• [Your goal] Take each line of the records below that contains the string "query" and copy it.

• [Provided records]
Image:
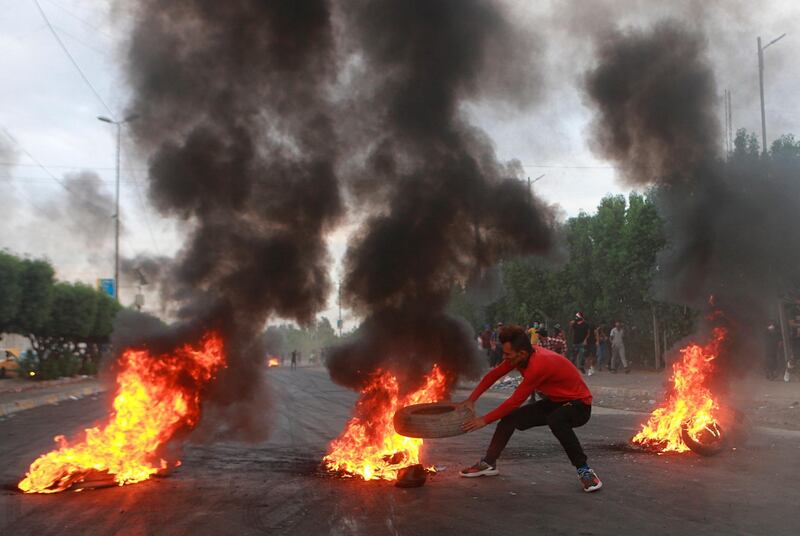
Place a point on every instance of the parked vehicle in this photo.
(9, 363)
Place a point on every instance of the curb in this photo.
(54, 398)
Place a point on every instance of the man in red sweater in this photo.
(567, 404)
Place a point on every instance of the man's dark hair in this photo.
(516, 335)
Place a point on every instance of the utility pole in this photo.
(118, 124)
(761, 88)
(339, 322)
(726, 112)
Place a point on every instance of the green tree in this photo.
(10, 290)
(37, 297)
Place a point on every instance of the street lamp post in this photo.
(119, 124)
(761, 87)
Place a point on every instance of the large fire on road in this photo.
(690, 403)
(157, 396)
(369, 447)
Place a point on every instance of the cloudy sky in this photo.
(57, 160)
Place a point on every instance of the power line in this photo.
(568, 166)
(80, 19)
(63, 166)
(75, 63)
(49, 173)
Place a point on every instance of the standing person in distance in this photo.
(617, 337)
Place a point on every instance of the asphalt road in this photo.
(275, 488)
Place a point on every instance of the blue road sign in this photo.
(106, 285)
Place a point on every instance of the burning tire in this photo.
(708, 442)
(442, 419)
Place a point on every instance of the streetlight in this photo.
(119, 124)
(761, 84)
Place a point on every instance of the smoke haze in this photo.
(442, 208)
(654, 95)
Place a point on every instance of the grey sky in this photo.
(51, 114)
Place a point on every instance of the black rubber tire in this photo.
(441, 419)
(703, 449)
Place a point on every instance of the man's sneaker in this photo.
(479, 469)
(589, 480)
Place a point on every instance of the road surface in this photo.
(275, 487)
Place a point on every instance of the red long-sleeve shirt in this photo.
(547, 372)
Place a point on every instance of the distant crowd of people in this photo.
(591, 348)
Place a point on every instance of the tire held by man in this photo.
(426, 421)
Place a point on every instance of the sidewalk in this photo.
(19, 395)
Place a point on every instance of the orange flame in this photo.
(689, 400)
(156, 397)
(369, 447)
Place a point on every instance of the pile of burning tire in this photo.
(709, 441)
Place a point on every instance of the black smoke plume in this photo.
(727, 220)
(441, 208)
(234, 115)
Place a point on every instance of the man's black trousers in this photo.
(561, 417)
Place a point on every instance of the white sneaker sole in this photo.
(593, 488)
(487, 472)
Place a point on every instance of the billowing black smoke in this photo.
(234, 115)
(726, 219)
(441, 208)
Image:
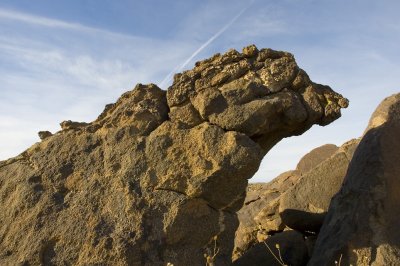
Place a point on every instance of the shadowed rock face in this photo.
(158, 174)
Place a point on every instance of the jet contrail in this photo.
(204, 45)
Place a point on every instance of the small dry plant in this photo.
(340, 260)
(210, 258)
(279, 257)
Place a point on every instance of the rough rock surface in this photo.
(303, 207)
(315, 157)
(259, 215)
(158, 174)
(287, 247)
(362, 225)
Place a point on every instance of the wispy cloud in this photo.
(203, 46)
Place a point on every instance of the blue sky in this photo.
(64, 60)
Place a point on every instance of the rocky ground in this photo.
(340, 205)
(160, 177)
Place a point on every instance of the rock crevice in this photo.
(136, 186)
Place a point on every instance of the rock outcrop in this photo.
(303, 207)
(362, 225)
(158, 176)
(296, 199)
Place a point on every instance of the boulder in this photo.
(158, 177)
(361, 227)
(315, 157)
(304, 205)
(284, 248)
(259, 215)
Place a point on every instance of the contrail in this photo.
(204, 45)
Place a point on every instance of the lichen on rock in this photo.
(158, 174)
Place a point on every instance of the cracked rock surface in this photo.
(159, 173)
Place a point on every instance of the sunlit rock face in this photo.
(159, 175)
(362, 224)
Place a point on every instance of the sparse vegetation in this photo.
(210, 258)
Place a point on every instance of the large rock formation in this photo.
(362, 225)
(303, 207)
(296, 199)
(158, 176)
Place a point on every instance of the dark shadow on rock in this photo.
(292, 248)
(303, 221)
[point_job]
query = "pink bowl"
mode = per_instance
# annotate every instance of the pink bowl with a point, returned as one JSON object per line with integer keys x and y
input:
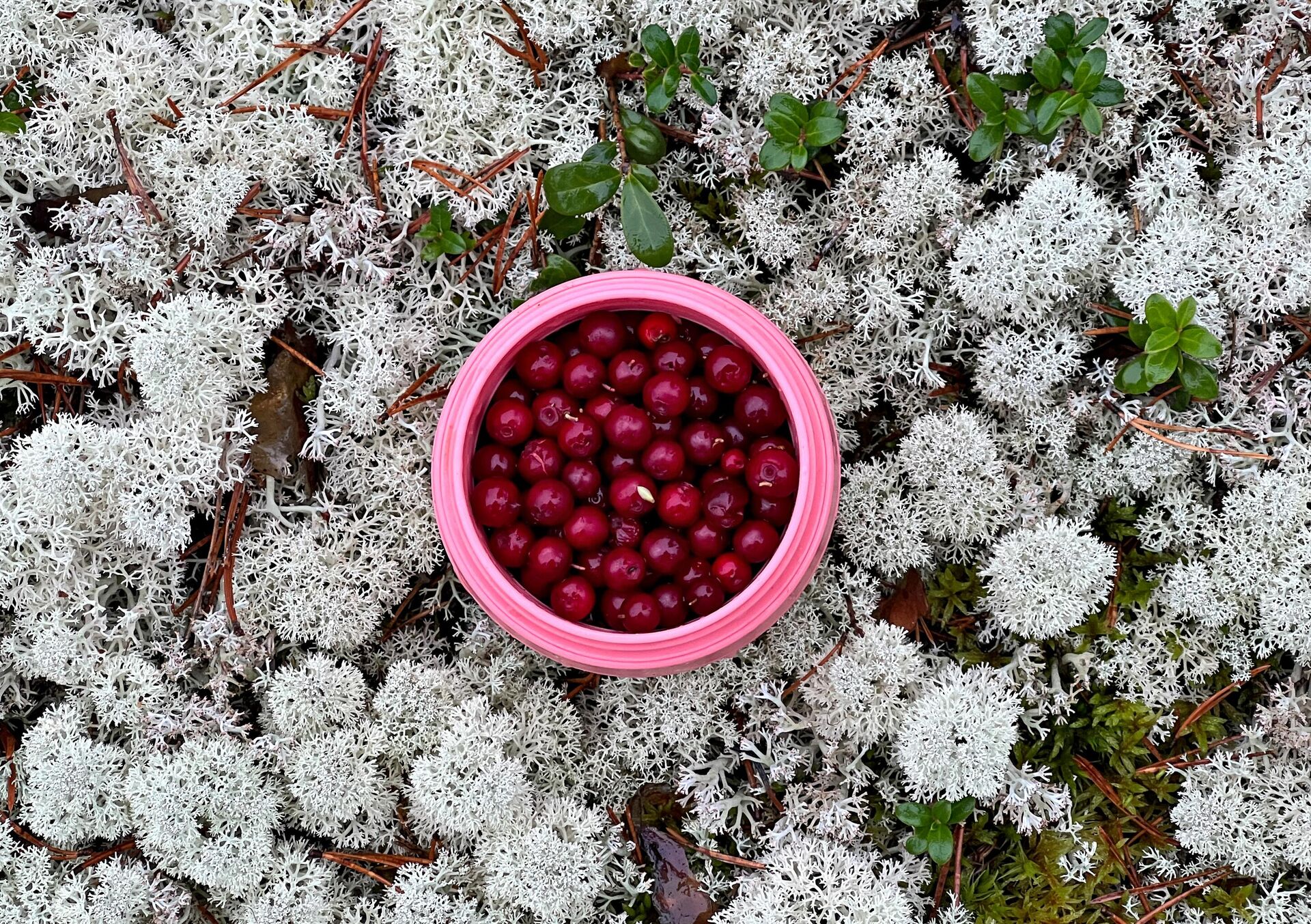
{"x": 701, "y": 641}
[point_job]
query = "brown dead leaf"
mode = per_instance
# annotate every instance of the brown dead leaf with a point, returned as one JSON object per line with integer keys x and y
{"x": 906, "y": 606}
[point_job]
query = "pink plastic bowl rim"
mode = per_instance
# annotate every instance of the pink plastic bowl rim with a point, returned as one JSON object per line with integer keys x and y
{"x": 701, "y": 641}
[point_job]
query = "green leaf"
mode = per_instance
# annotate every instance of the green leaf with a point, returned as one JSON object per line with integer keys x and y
{"x": 645, "y": 227}
{"x": 1200, "y": 342}
{"x": 560, "y": 226}
{"x": 1162, "y": 339}
{"x": 645, "y": 176}
{"x": 690, "y": 44}
{"x": 1016, "y": 122}
{"x": 1091, "y": 32}
{"x": 1014, "y": 83}
{"x": 657, "y": 100}
{"x": 1185, "y": 311}
{"x": 940, "y": 843}
{"x": 985, "y": 94}
{"x": 823, "y": 130}
{"x": 774, "y": 156}
{"x": 961, "y": 809}
{"x": 986, "y": 141}
{"x": 1047, "y": 68}
{"x": 556, "y": 272}
{"x": 1060, "y": 32}
{"x": 601, "y": 152}
{"x": 1159, "y": 312}
{"x": 1110, "y": 92}
{"x": 1161, "y": 366}
{"x": 705, "y": 89}
{"x": 913, "y": 814}
{"x": 1091, "y": 118}
{"x": 1198, "y": 379}
{"x": 782, "y": 126}
{"x": 643, "y": 141}
{"x": 788, "y": 105}
{"x": 658, "y": 45}
{"x": 577, "y": 189}
{"x": 1131, "y": 378}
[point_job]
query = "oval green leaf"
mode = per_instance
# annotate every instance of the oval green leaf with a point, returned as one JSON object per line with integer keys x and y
{"x": 577, "y": 189}
{"x": 645, "y": 227}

• [Exercise response]
query = "pink bowl"
query = "brown dead leaf"
query = "pink plastic bowl rim"
query = "green leaf"
query = "oval green leaf"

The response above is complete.